# [Prompt]
Rewrite the whole listing below, switching every "photo" to "image" and keeping everything else identical. Omit the pictures from your output.

[BEGIN Source records]

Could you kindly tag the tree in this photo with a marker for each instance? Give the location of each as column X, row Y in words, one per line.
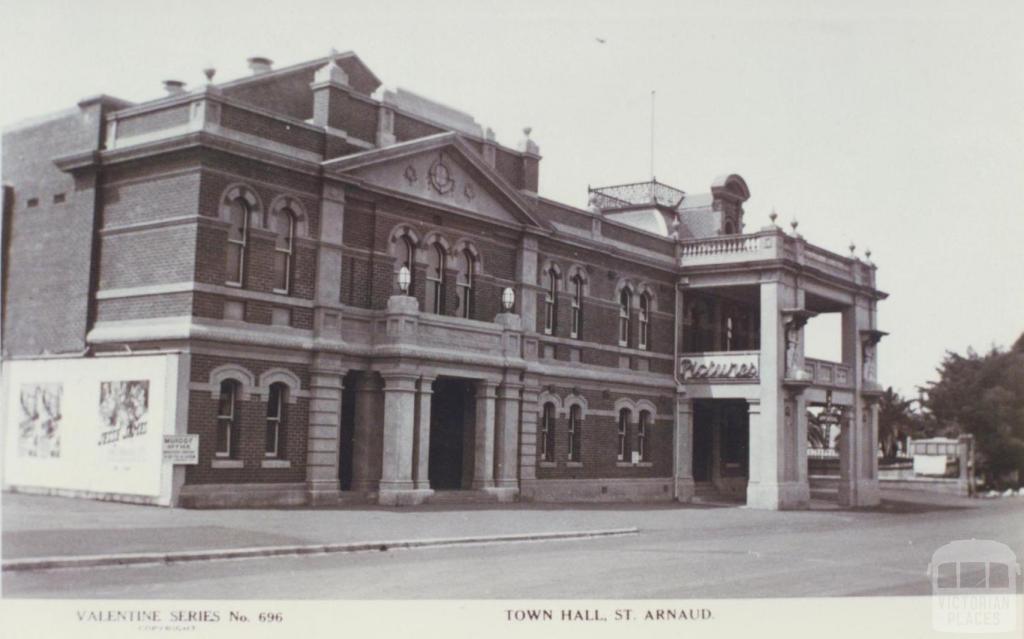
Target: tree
column 984, row 396
column 896, row 421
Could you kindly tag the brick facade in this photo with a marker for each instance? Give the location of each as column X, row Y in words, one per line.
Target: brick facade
column 118, row 215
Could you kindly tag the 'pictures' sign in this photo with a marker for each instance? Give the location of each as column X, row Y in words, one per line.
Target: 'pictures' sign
column 725, row 366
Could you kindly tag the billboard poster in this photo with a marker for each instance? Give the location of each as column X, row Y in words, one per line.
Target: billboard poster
column 39, row 423
column 124, row 413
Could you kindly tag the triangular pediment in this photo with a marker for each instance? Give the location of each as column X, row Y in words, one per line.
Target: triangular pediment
column 439, row 169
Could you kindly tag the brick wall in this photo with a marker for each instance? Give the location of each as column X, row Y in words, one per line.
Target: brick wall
column 169, row 305
column 146, row 257
column 599, row 445
column 250, row 426
column 266, row 127
column 148, row 198
column 154, row 121
column 48, row 246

[END Source records]

# [Output for this exercise]
Could you kindly tag the tree in this image with a marker for each instance? Give the location of each as column X, row Y in words, one per line.
Target: tree
column 984, row 396
column 896, row 421
Could you kindly tag the brick facade in this image with a marker for each instance? Give the location of each as column X, row Y in words, one per line.
Target: brick facade
column 118, row 215
Could you kindly tag the 'pictures' sign in this image with a marker for each instance? Give the location of each as column X, row Y in words, one per line.
Target: 'pictures' sign
column 725, row 366
Could you kindly tag the billboard poster in this image with a marker for each instance? Give the location of each as column X, row Y in words, one per line.
Target: billboard poster
column 39, row 423
column 124, row 413
Could you kindly tag the triangular pediment in this image with a marker for each instance? Give the location of each as column X, row Y in words, one per line.
Target: triangular pediment
column 439, row 169
Could you kindly tag the brick wall in this image with a marker for each instance? Give the location of each as column X, row Y in words, one per line.
Target: brick wall
column 169, row 305
column 146, row 257
column 599, row 445
column 250, row 426
column 266, row 127
column 148, row 198
column 154, row 121
column 48, row 246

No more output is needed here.